* _PROMPT_: Pick up at the line with "Task: indicate the orange fruit". Write it out exactly, along with each later line through the end of the data, and nothing more.

* _MATERIAL TO PROCESS_:
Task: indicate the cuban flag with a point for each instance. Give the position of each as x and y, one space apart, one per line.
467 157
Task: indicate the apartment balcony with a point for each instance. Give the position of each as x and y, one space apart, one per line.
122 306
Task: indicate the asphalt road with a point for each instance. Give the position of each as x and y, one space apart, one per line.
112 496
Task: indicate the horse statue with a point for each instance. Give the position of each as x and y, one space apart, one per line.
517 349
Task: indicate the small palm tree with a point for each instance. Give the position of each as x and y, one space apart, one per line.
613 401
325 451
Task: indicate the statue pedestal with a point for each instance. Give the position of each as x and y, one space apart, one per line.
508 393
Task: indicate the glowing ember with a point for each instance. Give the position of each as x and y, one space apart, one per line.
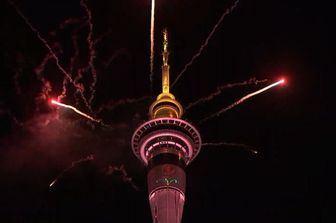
282 81
75 110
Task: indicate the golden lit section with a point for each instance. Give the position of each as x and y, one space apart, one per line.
165 105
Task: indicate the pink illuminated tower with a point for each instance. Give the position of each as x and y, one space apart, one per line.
166 144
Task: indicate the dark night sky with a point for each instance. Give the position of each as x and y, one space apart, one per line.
286 182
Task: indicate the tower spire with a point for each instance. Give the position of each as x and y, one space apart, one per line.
165 104
166 144
165 66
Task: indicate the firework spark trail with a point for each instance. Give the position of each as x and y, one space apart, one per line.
242 100
92 51
73 164
227 11
46 44
221 88
113 104
64 89
227 144
125 178
50 50
75 110
152 44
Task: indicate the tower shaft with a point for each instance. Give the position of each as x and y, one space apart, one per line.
166 144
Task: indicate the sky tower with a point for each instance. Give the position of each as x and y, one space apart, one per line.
166 144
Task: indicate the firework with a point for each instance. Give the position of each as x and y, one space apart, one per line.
75 110
242 100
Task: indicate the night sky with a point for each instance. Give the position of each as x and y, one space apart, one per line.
287 181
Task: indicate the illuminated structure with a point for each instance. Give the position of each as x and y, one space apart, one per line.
166 144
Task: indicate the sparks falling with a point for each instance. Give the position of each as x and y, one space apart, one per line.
51 52
75 110
242 100
152 43
92 51
221 88
226 12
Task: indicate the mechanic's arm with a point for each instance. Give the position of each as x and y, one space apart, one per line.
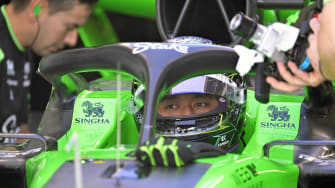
300 78
326 41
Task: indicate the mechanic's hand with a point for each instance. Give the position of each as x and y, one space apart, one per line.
300 78
173 152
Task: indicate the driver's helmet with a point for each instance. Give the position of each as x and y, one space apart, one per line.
208 108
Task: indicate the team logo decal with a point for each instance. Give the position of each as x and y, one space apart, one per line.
93 114
279 117
141 47
94 110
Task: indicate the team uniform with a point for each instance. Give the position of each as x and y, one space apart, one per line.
15 74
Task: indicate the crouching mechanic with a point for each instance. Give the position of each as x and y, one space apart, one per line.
200 117
41 26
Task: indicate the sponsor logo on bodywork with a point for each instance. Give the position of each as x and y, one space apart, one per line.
141 47
279 117
94 114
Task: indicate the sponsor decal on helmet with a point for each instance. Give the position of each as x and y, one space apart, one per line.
141 47
279 118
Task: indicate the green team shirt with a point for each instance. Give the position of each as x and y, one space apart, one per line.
15 75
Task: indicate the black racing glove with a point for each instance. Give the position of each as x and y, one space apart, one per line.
173 152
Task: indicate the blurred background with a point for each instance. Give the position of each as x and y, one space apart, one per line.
125 20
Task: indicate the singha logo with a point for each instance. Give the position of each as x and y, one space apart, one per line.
278 115
95 109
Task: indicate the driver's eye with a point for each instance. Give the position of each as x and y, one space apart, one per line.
171 106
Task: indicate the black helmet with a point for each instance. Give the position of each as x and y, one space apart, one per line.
221 125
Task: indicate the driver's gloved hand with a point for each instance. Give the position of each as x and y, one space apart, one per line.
173 152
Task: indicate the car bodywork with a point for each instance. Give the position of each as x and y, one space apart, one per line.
272 155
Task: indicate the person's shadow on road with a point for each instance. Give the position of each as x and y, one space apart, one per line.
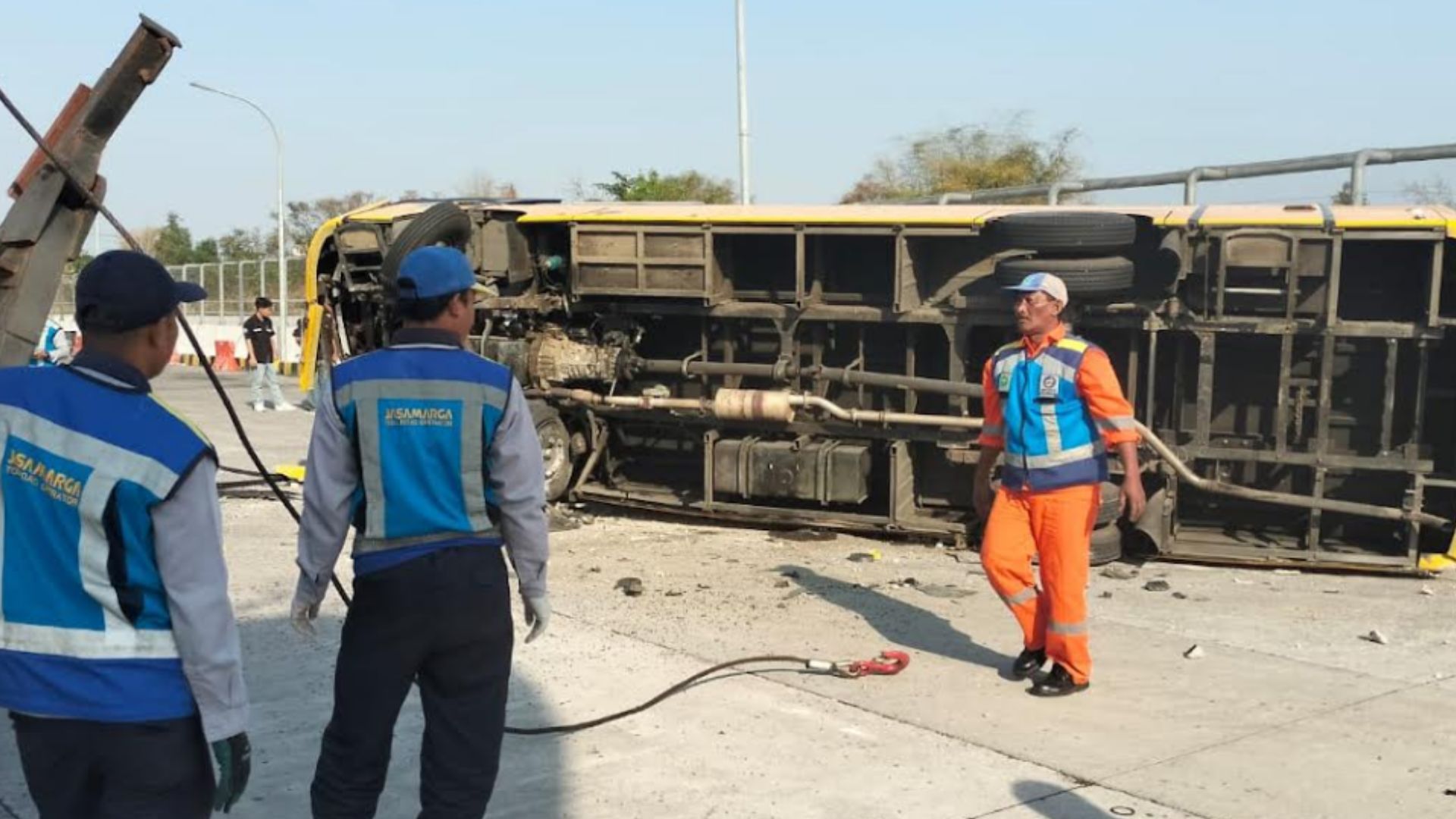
897 621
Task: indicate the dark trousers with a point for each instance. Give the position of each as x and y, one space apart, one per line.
443 621
85 770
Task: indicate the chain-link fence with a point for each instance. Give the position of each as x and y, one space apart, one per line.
231 289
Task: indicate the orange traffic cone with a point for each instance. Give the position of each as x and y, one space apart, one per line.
224 360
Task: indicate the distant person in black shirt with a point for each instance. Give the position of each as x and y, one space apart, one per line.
264 352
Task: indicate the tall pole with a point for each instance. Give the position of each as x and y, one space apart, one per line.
283 256
743 112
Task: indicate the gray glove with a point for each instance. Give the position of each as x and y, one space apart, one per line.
306 599
538 615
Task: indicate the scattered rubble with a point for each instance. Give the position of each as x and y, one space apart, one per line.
1119 572
944 592
802 535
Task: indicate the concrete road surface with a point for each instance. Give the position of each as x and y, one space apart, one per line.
1288 714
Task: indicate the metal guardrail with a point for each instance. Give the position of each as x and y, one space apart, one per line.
1356 161
231 287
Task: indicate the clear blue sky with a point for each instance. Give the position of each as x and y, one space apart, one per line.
389 96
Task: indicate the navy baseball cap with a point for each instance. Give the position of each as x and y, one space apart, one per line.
428 273
1041 283
123 290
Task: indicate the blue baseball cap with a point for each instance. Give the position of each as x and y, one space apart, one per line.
428 273
123 290
1043 283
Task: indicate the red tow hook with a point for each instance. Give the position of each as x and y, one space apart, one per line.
887 664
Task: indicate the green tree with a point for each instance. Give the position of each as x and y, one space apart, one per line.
243 245
654 187
305 218
968 158
206 251
174 242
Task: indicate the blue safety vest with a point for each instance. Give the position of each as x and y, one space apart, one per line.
421 417
85 629
1052 439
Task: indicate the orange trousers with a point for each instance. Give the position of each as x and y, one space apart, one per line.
1056 526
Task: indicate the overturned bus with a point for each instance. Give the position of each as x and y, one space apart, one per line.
820 366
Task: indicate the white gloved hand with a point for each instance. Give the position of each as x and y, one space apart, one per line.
538 615
305 608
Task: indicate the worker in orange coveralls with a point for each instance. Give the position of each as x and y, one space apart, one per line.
1055 407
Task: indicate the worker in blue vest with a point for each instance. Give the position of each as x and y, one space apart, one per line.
431 453
55 347
120 659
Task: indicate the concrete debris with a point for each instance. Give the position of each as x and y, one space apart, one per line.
561 519
802 535
946 592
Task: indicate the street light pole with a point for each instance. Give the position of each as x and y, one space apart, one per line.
743 112
283 259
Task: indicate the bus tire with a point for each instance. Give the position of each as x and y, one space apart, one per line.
440 224
557 461
1066 231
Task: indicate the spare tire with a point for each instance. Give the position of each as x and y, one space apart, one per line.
1103 276
1110 504
440 224
1066 231
1107 545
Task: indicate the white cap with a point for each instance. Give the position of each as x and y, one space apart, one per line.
1043 283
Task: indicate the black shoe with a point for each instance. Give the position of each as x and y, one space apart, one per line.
1057 684
1027 664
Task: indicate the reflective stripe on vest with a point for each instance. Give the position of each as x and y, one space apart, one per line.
1052 439
422 420
85 627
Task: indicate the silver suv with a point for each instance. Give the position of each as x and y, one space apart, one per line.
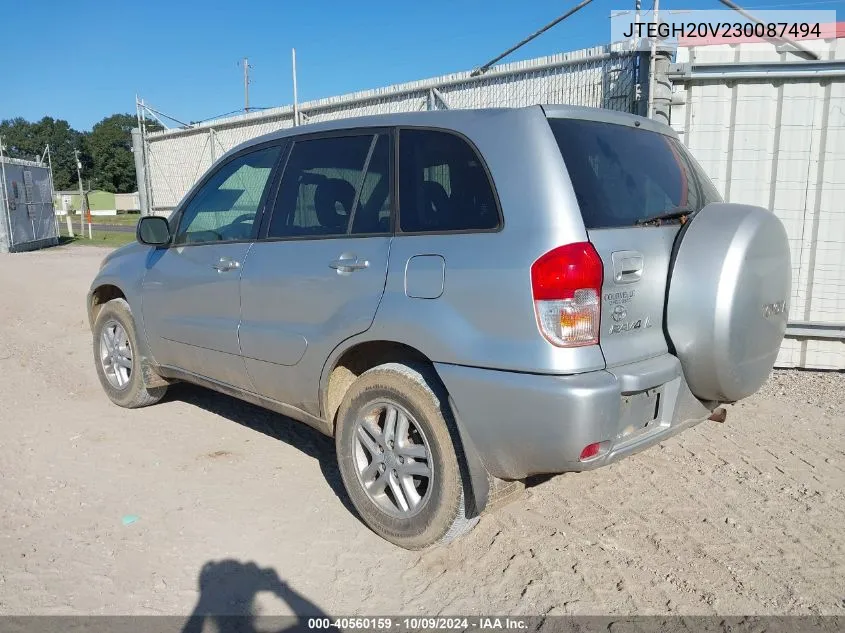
462 299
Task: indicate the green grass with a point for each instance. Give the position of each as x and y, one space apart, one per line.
126 219
100 238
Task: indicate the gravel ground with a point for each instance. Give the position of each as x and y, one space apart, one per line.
109 511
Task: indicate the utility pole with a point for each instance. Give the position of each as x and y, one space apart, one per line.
81 193
652 62
295 105
246 83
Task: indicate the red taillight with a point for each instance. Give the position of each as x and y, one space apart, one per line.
590 451
566 284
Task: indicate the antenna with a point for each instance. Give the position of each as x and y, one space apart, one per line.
246 67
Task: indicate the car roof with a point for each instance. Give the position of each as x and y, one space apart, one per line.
459 118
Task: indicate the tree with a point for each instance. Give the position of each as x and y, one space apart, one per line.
110 146
27 141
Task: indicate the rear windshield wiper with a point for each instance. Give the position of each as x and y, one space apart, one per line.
669 214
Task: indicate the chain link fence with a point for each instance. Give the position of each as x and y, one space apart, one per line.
604 77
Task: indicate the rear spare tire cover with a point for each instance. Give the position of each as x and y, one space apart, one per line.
727 304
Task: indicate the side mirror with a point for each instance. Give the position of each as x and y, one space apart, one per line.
153 230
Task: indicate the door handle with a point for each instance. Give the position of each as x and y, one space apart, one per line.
627 266
349 264
225 264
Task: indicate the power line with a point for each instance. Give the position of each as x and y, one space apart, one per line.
484 68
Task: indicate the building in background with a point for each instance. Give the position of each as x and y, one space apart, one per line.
102 202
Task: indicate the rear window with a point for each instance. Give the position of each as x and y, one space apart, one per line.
622 174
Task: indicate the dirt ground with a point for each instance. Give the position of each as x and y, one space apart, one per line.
109 511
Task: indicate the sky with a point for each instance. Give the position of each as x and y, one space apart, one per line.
84 60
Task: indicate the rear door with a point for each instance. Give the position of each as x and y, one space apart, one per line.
190 291
317 274
624 175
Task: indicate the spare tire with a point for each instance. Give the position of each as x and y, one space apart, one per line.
728 299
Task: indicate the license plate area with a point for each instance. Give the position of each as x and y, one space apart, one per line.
641 413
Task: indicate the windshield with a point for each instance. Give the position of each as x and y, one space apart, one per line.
622 175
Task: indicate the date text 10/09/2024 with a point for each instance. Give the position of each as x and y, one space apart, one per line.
419 623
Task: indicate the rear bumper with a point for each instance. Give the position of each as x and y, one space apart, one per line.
525 424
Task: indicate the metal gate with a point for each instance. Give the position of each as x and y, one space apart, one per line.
769 129
26 206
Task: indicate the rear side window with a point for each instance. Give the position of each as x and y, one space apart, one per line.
443 185
334 186
622 174
225 207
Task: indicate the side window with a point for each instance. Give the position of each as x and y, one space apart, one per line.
373 212
328 182
443 185
224 209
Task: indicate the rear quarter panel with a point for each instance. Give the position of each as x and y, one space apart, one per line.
485 315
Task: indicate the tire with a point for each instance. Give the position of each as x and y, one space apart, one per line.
415 391
126 389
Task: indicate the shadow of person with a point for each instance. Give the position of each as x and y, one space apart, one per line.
279 427
227 593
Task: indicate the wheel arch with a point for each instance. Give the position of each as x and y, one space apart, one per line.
350 360
101 295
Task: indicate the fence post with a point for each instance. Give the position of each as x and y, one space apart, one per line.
661 101
140 170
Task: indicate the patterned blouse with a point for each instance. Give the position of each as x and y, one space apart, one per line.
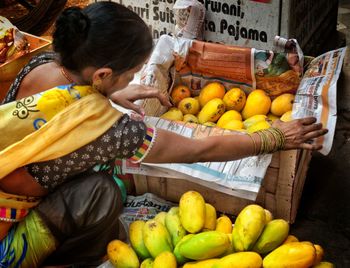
127 138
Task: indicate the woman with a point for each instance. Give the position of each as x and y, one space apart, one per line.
66 130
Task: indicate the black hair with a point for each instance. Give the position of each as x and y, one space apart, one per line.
103 34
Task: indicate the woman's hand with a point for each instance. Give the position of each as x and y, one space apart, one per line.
133 92
300 132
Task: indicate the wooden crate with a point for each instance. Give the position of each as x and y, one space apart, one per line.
280 193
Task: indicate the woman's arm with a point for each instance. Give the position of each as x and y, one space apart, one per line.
172 148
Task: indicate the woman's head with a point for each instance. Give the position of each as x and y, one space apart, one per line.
104 36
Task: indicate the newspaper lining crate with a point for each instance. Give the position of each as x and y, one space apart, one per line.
280 193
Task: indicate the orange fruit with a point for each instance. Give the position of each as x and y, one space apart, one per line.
179 93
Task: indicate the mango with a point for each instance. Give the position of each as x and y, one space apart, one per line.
205 245
258 102
190 118
282 104
160 217
189 106
211 91
136 239
147 263
210 217
173 114
224 224
240 260
287 116
273 235
249 224
294 254
227 117
235 99
121 255
165 259
156 238
179 258
324 264
174 226
192 211
201 264
211 111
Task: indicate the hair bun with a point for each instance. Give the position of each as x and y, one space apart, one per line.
72 28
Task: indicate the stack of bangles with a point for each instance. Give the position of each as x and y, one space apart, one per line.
271 140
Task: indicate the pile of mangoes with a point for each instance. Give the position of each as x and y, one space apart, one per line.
191 236
230 109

* _EXERCISE ANSWER_:
Task: indicate the orange fruit with a point for each instance. Give the position of each as x and y, one space apart, one per line.
179 93
Task: indicate the mango with a point for each instance. Give the position of each as x and y, one space apart, one per line.
205 245
258 102
190 118
282 104
160 217
189 106
211 91
136 239
147 263
210 217
173 114
224 224
240 260
287 116
273 235
249 224
294 254
227 117
235 99
121 255
165 259
156 238
179 258
324 264
174 226
192 211
201 264
211 111
Task: indicate the hair bun with a point for each instance. Give the position of each as x and y, one space apart, one per line.
72 28
Task: indicate the stack of bangles with a point for each instance. Give the position of each as x and y, one space apart, one per line.
271 140
Task: indicate the pile of mangoes with a point for each instance. Give the position of each as x and y, one space apart, one per line.
191 236
230 109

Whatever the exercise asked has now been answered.